=== Tasks to complete ===
(a) Copy the YouTube Music and Spotify comparison from "YouTube Music vs" up to and including "they are public.", switching "Monday" to "Friday".
(b) According to the YouTube Music and Spotify comparison, how many tracks does YouTube Music's My Supermix include?

=== Selected text ===
·····

There are over five million podcast titles on Spotify. There’s a good chance the ones you’re listening to are available on the streaming service, regardless of whether they are famous or super-niche. This means that if you’re a Spotify user, you don’t need a separate app for podcasts anymore.
There are no podcasts on YouTube Music, but there are a lot of music videos, as one would expect. They are a big part of the service. A list of recommended and new videos frequently shows up on the front page, and you can also check out various charts, including the top global 100 music videos.
Remember that Spotify also has several videos, although they aren’t front and center like its competitor. The selection is limited, and there’s no dedicated section where you can find videos. Instead, they usually pop up when searching for an artist or song.
If you’re into videos, YouTube Music is the better option for you. But if podcasts are more of your thing, Spotify is more up your alley.
YouTube Music vs Spotify: Music discovery
Here’s where the gap between the two services gets bigger. Spotify is much better for music discovery. The popular Discover Weekly playlist contains songs from artists and genres you’re listening to. A new one is released every Monday with 30 tracks. Additionally, the service creates up to six daily mixes for you based on your listening habits.
The Swedish streaming service also has a ton of playlists for just about every genre and mood you can imagine. It’s easy to find what you’re looking for, regardless of whether you’re using the service on your phone or PC. What’s more, the app also has a lot of charts that list the most popular songs by country — there are more than 60 of them available. And if you prefer, you can look for user-curated playlists, as long as they are public.
Spotify has a lot more playlists than YouTube Music.
YouTube Music offers a few types of personalized playlists. The Discover Mix gives you 50 lesser-known tracks every week, the New Release Mix that contains the most recent releases by your favorite artists, and a set of mixes based on your listening habits. Then there’s the My Supermix, a combination of songs from different genres you like and includes 100 tracks.
Google’s service also allows you to browse playlists by mood or genre, but the problem is that the selection is limited. Spotify seems to have much more playlists for each genre when compared to YouTube Music. More moods and genres are available to browse on Spotify than on Google’s streaming service.

·····

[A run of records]
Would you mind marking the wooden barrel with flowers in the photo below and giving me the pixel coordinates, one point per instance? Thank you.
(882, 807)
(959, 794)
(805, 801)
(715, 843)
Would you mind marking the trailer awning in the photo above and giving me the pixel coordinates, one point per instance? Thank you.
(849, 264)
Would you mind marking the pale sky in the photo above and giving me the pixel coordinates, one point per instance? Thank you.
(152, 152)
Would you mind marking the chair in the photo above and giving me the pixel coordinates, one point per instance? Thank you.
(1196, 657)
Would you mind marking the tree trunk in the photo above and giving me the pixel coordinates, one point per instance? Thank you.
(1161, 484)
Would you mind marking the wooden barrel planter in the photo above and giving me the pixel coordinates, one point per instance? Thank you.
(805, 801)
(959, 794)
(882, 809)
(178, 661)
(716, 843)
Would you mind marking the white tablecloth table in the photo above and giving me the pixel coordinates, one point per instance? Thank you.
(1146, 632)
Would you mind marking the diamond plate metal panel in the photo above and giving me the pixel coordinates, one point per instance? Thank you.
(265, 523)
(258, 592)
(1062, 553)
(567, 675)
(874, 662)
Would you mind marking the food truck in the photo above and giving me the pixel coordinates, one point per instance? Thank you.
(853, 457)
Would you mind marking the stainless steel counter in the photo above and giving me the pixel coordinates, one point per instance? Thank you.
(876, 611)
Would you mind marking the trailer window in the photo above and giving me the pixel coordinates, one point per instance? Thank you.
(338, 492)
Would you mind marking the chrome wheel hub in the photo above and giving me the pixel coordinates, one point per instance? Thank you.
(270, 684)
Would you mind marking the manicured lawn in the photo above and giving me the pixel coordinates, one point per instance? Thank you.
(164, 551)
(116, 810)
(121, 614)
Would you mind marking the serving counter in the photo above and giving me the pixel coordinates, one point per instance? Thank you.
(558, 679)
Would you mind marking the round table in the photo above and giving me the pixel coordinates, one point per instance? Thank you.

·····

=== Responses to the tasks ===
(a)
YouTube Music vs Spotify: Music discovery
Here’s where the gap between the two services gets bigger. Spotify is much better for music discovery. The popular Discover Weekly playlist contains songs from artists and genres you’re listening to. A new one is released every Friday with 30 tracks. Additionally, the service creates up to six daily mixes for you based on your listening habits.
The Swedish streaming service also has a ton of playlists for just about every genre and mood you can imagine. It’s easy to find what you’re looking for, regardless of whether you’re using the service on your phone or PC. What’s more, the app also has a lot of charts that list the most popular songs by country — there are more than 60 of them available. And if you prefer, you can look for user-curated playlists, as long as they are public.

(b) 100 tracks.